Extracted data entries:

-- Opening Marker --

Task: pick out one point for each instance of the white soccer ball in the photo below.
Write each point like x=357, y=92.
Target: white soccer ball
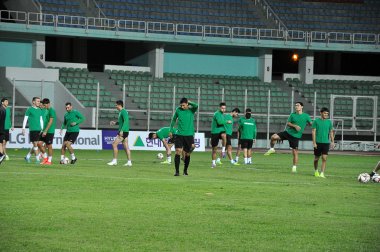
x=364, y=178
x=65, y=161
x=376, y=178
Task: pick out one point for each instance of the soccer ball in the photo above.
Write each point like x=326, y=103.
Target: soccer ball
x=376, y=178
x=65, y=161
x=364, y=178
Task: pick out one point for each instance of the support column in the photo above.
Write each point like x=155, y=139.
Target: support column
x=265, y=66
x=156, y=62
x=38, y=54
x=306, y=68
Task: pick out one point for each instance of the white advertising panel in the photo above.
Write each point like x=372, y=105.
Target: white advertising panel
x=138, y=140
x=87, y=139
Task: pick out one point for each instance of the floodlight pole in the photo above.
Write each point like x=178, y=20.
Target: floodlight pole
x=14, y=101
x=268, y=119
x=149, y=92
x=199, y=100
x=97, y=106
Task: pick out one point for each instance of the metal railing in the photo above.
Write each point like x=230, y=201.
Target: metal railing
x=204, y=31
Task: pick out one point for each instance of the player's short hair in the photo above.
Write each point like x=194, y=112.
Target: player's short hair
x=150, y=136
x=45, y=101
x=183, y=100
x=248, y=113
x=119, y=102
x=324, y=109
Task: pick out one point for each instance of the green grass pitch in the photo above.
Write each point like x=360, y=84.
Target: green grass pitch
x=90, y=206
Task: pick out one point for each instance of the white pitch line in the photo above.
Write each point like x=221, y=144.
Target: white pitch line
x=156, y=179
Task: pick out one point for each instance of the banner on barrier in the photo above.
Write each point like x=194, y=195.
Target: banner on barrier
x=87, y=139
x=138, y=140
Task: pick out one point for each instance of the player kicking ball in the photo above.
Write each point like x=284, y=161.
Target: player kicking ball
x=296, y=124
x=122, y=135
x=163, y=135
x=323, y=140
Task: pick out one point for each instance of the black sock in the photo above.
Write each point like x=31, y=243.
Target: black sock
x=187, y=162
x=177, y=161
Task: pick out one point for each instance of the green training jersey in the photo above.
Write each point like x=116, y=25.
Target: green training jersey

-- Closing Marker --

Retype the data above as given, letting no picture into the copy.

Task: pick out one point for each instance of the white soccer ball in the photo below.
Write each point like x=357, y=92.
Target: white soccer ball
x=364, y=178
x=65, y=161
x=376, y=178
Task: pick out one point for each instance of the soccer ball in the photo above.
Write each point like x=326, y=103.
Target: soccer ball
x=376, y=178
x=65, y=161
x=364, y=178
Task: pick out one point for each instance of the support column in the photo above.
Write each point like x=155, y=139.
Target: support column
x=265, y=66
x=156, y=62
x=38, y=54
x=306, y=68
Task: pick out one point for each instance of the white advertising panel in the photo above.
Write each point like x=372, y=105.
Target: white advertising panel
x=138, y=140
x=87, y=139
Task: pick out one point for each instance of the floodlight pole in the photo above.
Write each point like x=178, y=20.
Target: floodlight pole
x=14, y=101
x=268, y=119
x=149, y=92
x=199, y=100
x=97, y=106
Task: pick out one point for each instance of the metal railing in the photo above.
Write each point like x=230, y=201.
Target: metal railing
x=204, y=31
Task: pick out one point for each instance of the player's short hair in the photo above.
Write each point like x=194, y=112.
Target: player's short hair
x=150, y=136
x=45, y=101
x=183, y=100
x=248, y=113
x=119, y=102
x=324, y=109
Task: pick out one point for each instance of the green grass pitch in the photo above.
Write each point like x=360, y=84.
Target: green grass pitch
x=90, y=206
Task: pick out one point for each instance of the white pitch line in the photo above.
Write each point like x=221, y=144.
Target: white pitch line
x=156, y=179
Task: pick out one point for each instance of the banner on barrier in the photo above.
Write each point like x=194, y=195.
Target: banner on barrier
x=87, y=139
x=138, y=140
Task: pick out one point for each instance of the player kicking ball in the photo above.
Write each point like x=284, y=161.
Target: player kicking ball
x=296, y=124
x=122, y=135
x=163, y=135
x=323, y=140
Task: pick out one point for each instance of the black sock in the photo above.
Write each point like x=31, y=243.
Target: black sock
x=187, y=162
x=177, y=161
Task: pick out one point for each instance of the green training jersey in the photo above.
Write each point like x=116, y=25.
Target: green training jersey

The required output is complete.